**Tekstfragment**.
------------
Voor de meeste mensen bestaan wij alleen in een boek, mijn bruid en ik. De afgelopen vijfendertig jaar heb ik met een machteloos afgrijzen moeten aanzien hoe onze echte levens bedolven raakten onder een modderstroom van apocriefe verhalen, valse getuigenissen, roddels, verzinsels, mythen, hoe onze ware, complexe persoonlijkheden werden vervangen door clichématige personages, vernauwd tot simpele imago’s, op maat gesneden voor een sensatiebelust lezerspubliek.
En dan was zij de broze heilige, ik de brute verrader.
Ik heb gezwegen.
Tot nu.
Ze had iets van een godsdienstfanaticus, dat jakkerende verlangen naar een hogere vorm van zuiverheid, de heilige en gewelddadige bereidheid zichzelf – haar oude, valse zelf – op te offeren, te vermoorden, zodat ze opnieuw geboren kon worden, schoon, vrij, en bovenal echt.
------------
**Uit te voeren taak**.
Kun je het fragment over het paar dat voor de meeste mensen alleen in een boek bestaat, na de laatste zin voortzetten?

**Aangeleverde gegevens**.
------------
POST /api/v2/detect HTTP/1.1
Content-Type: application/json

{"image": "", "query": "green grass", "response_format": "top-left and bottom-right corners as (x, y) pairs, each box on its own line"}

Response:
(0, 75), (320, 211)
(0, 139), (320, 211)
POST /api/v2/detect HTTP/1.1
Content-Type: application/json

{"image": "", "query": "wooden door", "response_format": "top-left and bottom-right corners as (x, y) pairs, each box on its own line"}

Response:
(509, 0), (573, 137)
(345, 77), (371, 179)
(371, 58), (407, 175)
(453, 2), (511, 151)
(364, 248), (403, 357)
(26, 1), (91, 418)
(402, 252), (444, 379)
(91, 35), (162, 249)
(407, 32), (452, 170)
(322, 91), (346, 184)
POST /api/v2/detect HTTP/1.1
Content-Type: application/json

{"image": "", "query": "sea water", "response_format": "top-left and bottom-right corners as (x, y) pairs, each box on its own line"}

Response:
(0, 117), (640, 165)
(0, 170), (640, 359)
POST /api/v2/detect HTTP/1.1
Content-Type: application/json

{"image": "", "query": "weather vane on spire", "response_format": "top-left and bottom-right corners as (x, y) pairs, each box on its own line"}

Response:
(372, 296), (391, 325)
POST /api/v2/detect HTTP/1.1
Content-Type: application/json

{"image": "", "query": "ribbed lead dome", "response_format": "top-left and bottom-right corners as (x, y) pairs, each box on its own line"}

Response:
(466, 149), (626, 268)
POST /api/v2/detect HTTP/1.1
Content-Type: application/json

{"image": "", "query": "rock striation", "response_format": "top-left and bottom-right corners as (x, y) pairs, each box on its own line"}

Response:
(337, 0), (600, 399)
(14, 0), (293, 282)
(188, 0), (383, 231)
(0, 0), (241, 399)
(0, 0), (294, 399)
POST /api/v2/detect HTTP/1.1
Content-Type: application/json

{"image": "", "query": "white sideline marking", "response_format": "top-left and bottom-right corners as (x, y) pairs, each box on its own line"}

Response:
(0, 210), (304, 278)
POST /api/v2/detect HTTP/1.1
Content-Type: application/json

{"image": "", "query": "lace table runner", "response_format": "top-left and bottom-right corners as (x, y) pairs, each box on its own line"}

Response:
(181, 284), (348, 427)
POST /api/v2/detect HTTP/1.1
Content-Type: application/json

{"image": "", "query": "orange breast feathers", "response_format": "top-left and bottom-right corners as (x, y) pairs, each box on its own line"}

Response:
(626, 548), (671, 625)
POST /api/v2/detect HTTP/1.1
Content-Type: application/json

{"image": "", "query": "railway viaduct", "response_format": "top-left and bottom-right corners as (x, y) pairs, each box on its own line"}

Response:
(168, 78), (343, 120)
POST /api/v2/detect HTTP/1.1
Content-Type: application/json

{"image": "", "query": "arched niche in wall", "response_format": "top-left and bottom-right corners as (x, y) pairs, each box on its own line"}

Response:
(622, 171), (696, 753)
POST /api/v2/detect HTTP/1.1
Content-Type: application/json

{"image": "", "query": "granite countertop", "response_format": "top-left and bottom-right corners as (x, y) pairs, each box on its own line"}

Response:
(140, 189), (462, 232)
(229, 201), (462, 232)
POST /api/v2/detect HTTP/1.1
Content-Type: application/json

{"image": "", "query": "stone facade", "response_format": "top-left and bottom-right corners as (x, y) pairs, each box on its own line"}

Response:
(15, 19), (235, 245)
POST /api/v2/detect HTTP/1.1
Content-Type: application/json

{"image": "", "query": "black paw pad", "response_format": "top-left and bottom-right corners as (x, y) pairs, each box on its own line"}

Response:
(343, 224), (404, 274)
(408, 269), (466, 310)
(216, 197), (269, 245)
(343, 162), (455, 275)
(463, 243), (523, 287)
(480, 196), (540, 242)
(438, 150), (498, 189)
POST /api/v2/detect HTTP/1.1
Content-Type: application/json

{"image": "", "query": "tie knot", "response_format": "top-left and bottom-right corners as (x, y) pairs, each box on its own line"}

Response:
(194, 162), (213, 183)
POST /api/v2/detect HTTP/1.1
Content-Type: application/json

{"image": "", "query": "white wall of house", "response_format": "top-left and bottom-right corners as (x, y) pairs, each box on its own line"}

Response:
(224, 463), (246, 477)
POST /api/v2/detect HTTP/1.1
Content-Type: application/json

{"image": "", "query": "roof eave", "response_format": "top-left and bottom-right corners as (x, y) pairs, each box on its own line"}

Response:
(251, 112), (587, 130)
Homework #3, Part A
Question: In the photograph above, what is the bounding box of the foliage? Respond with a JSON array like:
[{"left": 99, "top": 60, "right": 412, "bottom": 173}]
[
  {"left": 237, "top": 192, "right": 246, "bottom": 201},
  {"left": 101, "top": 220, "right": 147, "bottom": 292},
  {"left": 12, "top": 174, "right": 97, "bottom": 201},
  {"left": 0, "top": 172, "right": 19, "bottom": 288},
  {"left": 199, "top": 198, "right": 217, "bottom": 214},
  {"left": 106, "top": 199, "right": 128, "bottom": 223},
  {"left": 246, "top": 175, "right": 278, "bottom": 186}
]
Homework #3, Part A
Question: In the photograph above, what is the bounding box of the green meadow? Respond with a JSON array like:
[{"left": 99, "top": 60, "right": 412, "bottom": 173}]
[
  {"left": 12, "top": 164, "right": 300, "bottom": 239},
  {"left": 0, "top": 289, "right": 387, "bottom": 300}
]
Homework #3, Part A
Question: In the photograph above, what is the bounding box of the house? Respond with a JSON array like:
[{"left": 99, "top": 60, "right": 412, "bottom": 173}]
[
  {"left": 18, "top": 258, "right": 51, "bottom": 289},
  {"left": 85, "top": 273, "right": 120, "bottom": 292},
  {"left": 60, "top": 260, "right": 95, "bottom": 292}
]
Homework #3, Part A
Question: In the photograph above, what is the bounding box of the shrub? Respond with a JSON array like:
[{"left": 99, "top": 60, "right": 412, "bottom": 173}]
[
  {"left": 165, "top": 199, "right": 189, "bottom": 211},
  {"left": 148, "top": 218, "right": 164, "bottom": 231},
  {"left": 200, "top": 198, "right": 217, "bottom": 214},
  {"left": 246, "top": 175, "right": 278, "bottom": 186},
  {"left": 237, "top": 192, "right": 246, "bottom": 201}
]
------------
**Antwoord**.
In de zeven jaar die we samen doorbrachten heb ik haar nooit bij iemand – ook bij onze kinderen niet – gezien zoals ze was, zoals ik haar kende, de vrouw met wie ik leefde, de vrouw die me stampend als een tochtige merrie tot bloedens toe in mijn wang beet bij onze eerste ontmoeting.
We omhelsden elkaar niet, we vielen elkaar aan.
Briesend – van genot, van vreugde – rukte ik de rode haarband van haar hoofd, trok de zilveren oorringen van haar lellen, het liefst had ik haar jurk in flarden gescheurd, haar ontbloot van al die parafernalia van fatsoen, volgzaamheid en beschaving, van onechtheid.
Het was wreed, het deed pijn.
Het was echt.
We maakten elkaar buit.
Nog geen vier maanden later ben ik met haar getrouwd.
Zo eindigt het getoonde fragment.